**Problem to work on:**
Recast all the rows below as a two-column CSV with the header instruction,points. Give one line per row, with its text under instruction and its answer under points, each in a single quoted field with line breaks replaced by spaces.

**The input:**
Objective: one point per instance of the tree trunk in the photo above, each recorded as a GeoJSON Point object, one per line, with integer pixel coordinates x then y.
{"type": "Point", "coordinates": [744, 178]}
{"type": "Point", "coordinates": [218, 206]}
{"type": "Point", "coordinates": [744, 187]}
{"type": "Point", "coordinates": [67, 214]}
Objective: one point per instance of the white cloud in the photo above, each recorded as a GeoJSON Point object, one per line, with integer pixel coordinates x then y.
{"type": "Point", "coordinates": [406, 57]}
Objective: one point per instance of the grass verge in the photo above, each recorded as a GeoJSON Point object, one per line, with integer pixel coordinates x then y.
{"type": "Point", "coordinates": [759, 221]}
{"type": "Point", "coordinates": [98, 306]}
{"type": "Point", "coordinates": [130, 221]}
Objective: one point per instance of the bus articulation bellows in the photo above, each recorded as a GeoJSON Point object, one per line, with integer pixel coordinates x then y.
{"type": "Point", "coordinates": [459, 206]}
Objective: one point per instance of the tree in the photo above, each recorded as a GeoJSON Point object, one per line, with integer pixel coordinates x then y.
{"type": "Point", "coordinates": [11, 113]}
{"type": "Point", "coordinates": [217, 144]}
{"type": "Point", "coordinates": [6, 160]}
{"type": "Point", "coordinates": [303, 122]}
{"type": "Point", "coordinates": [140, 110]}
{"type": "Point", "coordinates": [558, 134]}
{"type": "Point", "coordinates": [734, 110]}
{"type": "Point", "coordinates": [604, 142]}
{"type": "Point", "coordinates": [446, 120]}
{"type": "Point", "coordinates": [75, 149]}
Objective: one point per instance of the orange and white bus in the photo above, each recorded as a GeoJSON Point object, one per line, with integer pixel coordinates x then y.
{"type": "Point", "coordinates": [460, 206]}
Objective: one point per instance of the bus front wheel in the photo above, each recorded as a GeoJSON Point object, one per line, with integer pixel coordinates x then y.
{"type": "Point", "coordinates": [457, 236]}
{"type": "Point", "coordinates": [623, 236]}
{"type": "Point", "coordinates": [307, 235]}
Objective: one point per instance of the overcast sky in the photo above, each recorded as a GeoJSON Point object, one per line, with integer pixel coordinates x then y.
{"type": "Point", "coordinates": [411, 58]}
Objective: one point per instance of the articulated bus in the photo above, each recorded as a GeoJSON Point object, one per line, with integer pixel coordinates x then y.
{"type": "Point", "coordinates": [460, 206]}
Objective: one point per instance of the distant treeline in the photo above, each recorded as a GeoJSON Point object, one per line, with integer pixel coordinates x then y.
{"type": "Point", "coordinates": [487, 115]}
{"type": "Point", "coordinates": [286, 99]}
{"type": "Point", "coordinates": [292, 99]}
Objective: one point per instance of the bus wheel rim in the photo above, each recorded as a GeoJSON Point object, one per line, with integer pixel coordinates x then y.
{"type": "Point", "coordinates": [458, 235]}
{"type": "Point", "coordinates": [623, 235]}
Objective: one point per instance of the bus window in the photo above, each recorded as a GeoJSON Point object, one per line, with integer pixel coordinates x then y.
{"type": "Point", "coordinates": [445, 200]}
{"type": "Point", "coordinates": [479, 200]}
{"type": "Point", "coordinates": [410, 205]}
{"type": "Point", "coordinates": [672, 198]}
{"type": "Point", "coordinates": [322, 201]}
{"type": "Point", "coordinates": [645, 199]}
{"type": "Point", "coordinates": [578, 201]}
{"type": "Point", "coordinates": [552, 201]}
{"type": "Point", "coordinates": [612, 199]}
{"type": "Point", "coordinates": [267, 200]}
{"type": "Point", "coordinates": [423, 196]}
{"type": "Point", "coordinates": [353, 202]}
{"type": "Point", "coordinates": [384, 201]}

**Task solution:**
instruction,points
"Objective: one point per instance of the tree trunk in the photo above, each recorded as a GeoJSON Point object, one per line, with integer pixel coordinates x then y.","{""type"": ""Point"", ""coordinates"": [744, 178]} {""type"": ""Point"", ""coordinates"": [218, 206]} {""type"": ""Point"", ""coordinates"": [744, 187]} {""type"": ""Point"", ""coordinates"": [67, 214]}"
"Objective: one point per instance of the white cloud in the photo above, each recorded as a GeoJSON Point object, one per line, with integer pixel coordinates x then y.","{""type"": ""Point"", ""coordinates"": [406, 57]}"
"Objective: one point per instance of the grass verge in the photo above, each recorded as a GeoJSON Point object, one per line, with integer pixel coordinates x then y.","{""type"": ""Point"", ""coordinates"": [759, 221]} {""type"": ""Point"", ""coordinates"": [98, 306]} {""type"": ""Point"", ""coordinates"": [130, 221]}"
"Objective: one point per instance of the bus articulation bellows in the photo above, each recorded as a GeoJSON Point object, one per line, with integer pixel coordinates x then y.","{""type"": ""Point"", ""coordinates"": [459, 206]}"
"Objective: one point per instance of the tree in the photo above, each recorded as a GeoJSON Point object, one per line, with integer pixel coordinates x then y.","{""type"": ""Point"", ""coordinates"": [11, 113]} {""type"": ""Point"", ""coordinates"": [217, 144]} {""type"": ""Point"", ""coordinates"": [6, 160]} {""type"": ""Point"", ""coordinates"": [303, 122]} {""type"": ""Point"", ""coordinates"": [140, 110]} {""type"": ""Point"", ""coordinates"": [558, 134]} {""type"": ""Point"", ""coordinates"": [734, 110]} {""type"": ""Point"", ""coordinates"": [604, 142]} {""type"": ""Point"", ""coordinates"": [446, 120]} {""type"": ""Point"", ""coordinates"": [75, 149]}"
"Objective: one point per instance of the orange and white bus in the photo above, each recorded as a GeoJSON Point object, one per line, with integer pixel coordinates x then y.","{""type"": ""Point"", ""coordinates"": [460, 206]}"
"Objective: one point per instance of the bus front wheel in the photo above, each recorded as a GeoJSON Point object, one per line, with integer pixel coordinates x then y.","{""type"": ""Point"", ""coordinates"": [457, 236]} {""type"": ""Point"", ""coordinates"": [623, 236]} {""type"": ""Point"", ""coordinates"": [307, 235]}"
"Objective: one point per instance of the overcast sky in the photo above, each recorded as a GeoJSON Point object, one per line, with integer pixel coordinates x then y.","{""type"": ""Point"", ""coordinates"": [411, 58]}"
"Objective: one point per instance of the articulated bus in the photo above, each recorded as a GeoJSON Point object, one per line, with integer pixel coordinates x then y.","{""type"": ""Point"", ""coordinates"": [460, 206]}"
"Objective: one point per instance of the distant treeline in the photo above, each recorded as a GeoJSON Point object, one per line, with integer pixel coordinates x then y.","{""type"": ""Point"", ""coordinates"": [487, 115]} {""type"": ""Point"", ""coordinates"": [286, 99]} {""type"": ""Point"", ""coordinates"": [292, 99]}"
"Objective: one point per instance of the bus wheel rim in the photo above, each recorded as a GeoJSON Point object, one per line, with integer pixel coordinates x then y.","{""type"": ""Point"", ""coordinates"": [458, 235]} {""type"": ""Point"", ""coordinates"": [623, 235]}"
"Objective: one point per instance of the bus window in the photo above, each recorded as a GeoJSON Point object, one per line, with integer pixel coordinates x then y.","{""type"": ""Point"", ""coordinates"": [445, 200]} {""type"": ""Point"", ""coordinates"": [479, 200]} {""type"": ""Point"", ""coordinates"": [410, 205]} {""type"": ""Point"", ""coordinates"": [672, 198]} {""type"": ""Point"", ""coordinates"": [322, 201]} {""type"": ""Point"", ""coordinates"": [645, 199]} {""type"": ""Point"", ""coordinates"": [578, 201]} {""type"": ""Point"", ""coordinates"": [552, 201]} {""type"": ""Point"", ""coordinates"": [612, 199]} {""type"": ""Point"", ""coordinates"": [267, 200]} {""type"": ""Point"", ""coordinates"": [423, 196]} {""type"": ""Point"", ""coordinates"": [353, 202]} {""type"": ""Point"", ""coordinates"": [384, 201]}"